• WHAT IS BEING ASKED: Write out the full set of records below exactly.

• RECORDED INFORMATION:
· · · ·
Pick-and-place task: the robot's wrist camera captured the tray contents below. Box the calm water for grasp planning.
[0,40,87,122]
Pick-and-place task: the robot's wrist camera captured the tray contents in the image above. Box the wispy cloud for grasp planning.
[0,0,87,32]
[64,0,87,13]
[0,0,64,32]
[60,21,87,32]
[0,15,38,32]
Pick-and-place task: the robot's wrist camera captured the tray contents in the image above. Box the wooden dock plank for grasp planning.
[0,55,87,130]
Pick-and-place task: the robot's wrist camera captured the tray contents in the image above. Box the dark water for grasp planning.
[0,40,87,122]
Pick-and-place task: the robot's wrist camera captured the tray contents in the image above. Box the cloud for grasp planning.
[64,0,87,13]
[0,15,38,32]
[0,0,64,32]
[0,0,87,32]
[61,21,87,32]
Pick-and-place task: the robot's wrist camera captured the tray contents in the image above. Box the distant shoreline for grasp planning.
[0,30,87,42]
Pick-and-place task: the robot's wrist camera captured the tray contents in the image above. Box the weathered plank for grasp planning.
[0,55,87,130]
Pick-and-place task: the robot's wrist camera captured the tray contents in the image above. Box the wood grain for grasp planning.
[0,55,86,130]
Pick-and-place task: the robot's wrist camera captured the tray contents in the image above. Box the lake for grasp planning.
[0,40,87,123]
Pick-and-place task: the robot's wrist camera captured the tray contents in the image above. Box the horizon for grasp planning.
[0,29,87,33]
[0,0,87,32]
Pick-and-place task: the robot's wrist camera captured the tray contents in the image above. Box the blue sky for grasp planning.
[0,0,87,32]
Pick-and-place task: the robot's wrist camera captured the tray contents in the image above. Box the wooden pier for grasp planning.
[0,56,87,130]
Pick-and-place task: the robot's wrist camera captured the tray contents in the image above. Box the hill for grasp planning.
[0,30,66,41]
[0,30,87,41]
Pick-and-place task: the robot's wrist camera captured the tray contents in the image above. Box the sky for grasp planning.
· · · ·
• ANSWER:
Pick-and-place task: the robot's wrist camera captured the tray contents below. Box the calm water for grasp planning.
[0,40,87,122]
Pick-and-place task: the robot's wrist camera captured the tray contents in the image above. Box the wispy cloud for grasp planning.
[0,0,87,32]
[64,0,87,13]
[0,0,64,32]
[60,21,87,32]
[0,15,38,32]
Pick-and-place task: the robot's wrist camera captured the tray contents in the image above. Box the wooden dock plank for grasp planning.
[0,55,87,130]
Pick-and-place task: the robot's wrist camera captured the tray contents in the image above. Box the dark water for grasp planning.
[0,40,87,122]
Pick-and-place task: the robot's wrist camera captured the tray contents in the image above. Box the cloud for grasp planning.
[64,0,87,13]
[0,15,38,32]
[0,0,64,32]
[0,0,87,32]
[61,21,87,32]
Pick-and-place task: the robot's wrist camera captured the tray contents in the image above. Box the distant shoreline for grasp planning.
[0,30,87,42]
Pick-and-place task: the robot's wrist camera captured the tray contents in the image above. Box the weathered plank for grasp planning.
[0,55,87,130]
Pick-and-place task: the robot's wrist camera captured the tray contents in the image above. Box the wood grain for grasp planning.
[0,55,86,130]
Pick-and-place task: the robot's wrist camera captured the tray contents in the image above. Box the lake for grasp planning.
[0,40,87,123]
Pick-and-place task: the robot's wrist camera captured the tray contents in the image above. Box the horizon for grasp planning.
[0,29,87,33]
[0,0,87,32]
Pick-and-place task: the robot's wrist camera captured the tray contents in the image above. Box the blue sky for grasp planning.
[0,0,87,32]
Pick-and-place task: the robot's wrist camera captured the tray contents in the image above. Box the wooden pier for grasp planning.
[0,56,87,130]
Pick-and-place task: the robot's wrist camera captured the tray contents in the image above. Box the hill for grasp planning.
[0,30,66,41]
[0,30,87,41]
Pick-and-place task: the robot's wrist camera captured the tray contents in the image above. Box the sky for grasp planning.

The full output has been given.